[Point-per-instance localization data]
* * * * * * *

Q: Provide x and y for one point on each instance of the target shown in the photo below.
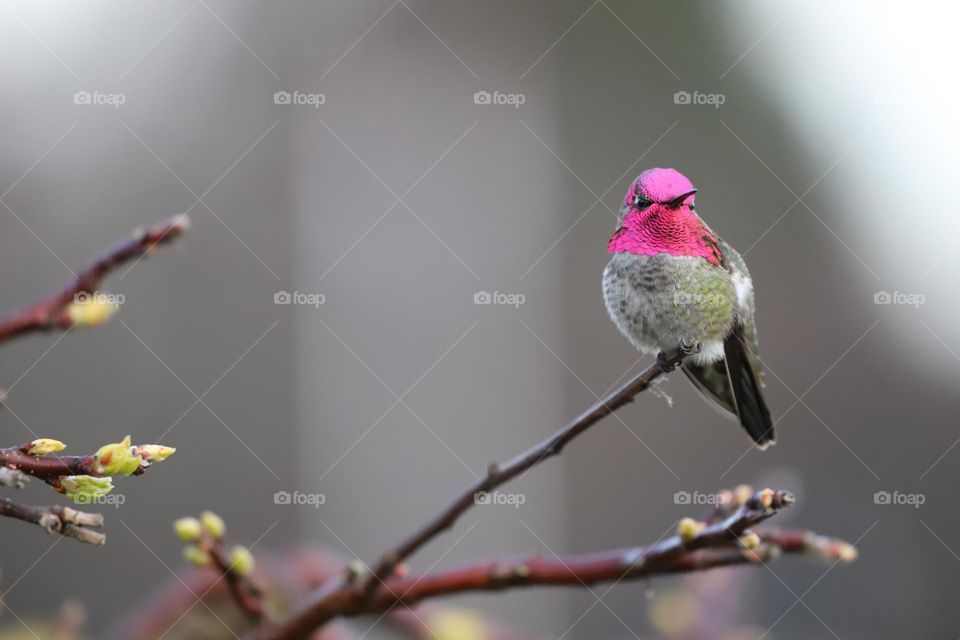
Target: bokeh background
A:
(820, 135)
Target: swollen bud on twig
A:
(188, 529)
(196, 556)
(116, 459)
(847, 553)
(750, 540)
(766, 498)
(741, 494)
(85, 489)
(91, 311)
(154, 452)
(688, 528)
(45, 446)
(213, 524)
(241, 561)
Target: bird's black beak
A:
(676, 202)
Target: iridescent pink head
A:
(659, 218)
(661, 186)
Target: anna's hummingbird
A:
(673, 282)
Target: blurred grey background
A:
(820, 135)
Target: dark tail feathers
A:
(748, 399)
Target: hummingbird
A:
(672, 282)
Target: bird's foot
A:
(665, 365)
(690, 349)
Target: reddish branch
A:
(57, 519)
(51, 312)
(47, 467)
(719, 544)
(499, 474)
(243, 590)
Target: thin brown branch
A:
(499, 474)
(52, 312)
(365, 588)
(68, 522)
(47, 467)
(726, 542)
(244, 591)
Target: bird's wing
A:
(733, 384)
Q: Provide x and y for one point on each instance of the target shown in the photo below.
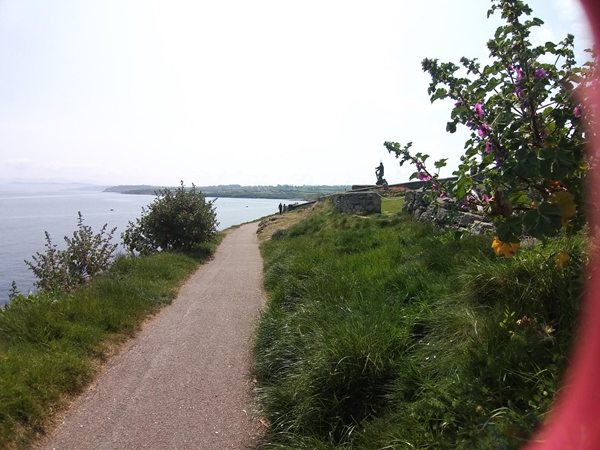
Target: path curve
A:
(184, 382)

* * * * * * *

INSTRUCTIONS FOR THE TASK: Copy out all the entries precisely. No images.

ANSWER TO THIS PROBLEM:
Q: Provide x and y for one point on each instance of the target shown in the photo below.
Target: bokeh background
A:
(820, 135)
Target: swollen bud on twig
A:
(188, 529)
(196, 556)
(116, 459)
(847, 553)
(750, 540)
(766, 498)
(741, 494)
(85, 489)
(91, 311)
(154, 452)
(688, 528)
(45, 446)
(213, 524)
(241, 561)
Target: bird's black beak
A:
(676, 202)
Target: iridescent pink head
A:
(659, 218)
(661, 186)
Target: anna's hummingbird
A:
(673, 282)
Target: blurred grey background
A:
(820, 135)
Target: dark tail feathers
A:
(748, 399)
Target: hummingbird
A:
(672, 282)
Target: bird's foot
A:
(665, 365)
(690, 349)
Target: reddish branch
A:
(57, 519)
(51, 312)
(47, 467)
(719, 544)
(499, 474)
(243, 590)
Target: thin brown branch
A:
(499, 474)
(52, 312)
(365, 588)
(68, 522)
(47, 467)
(726, 542)
(244, 591)
Target: bird's wing
A:
(733, 384)
Q: Provide x and y for one point on each instance of the target shown in the photo below.
Target: path curve
A:
(184, 382)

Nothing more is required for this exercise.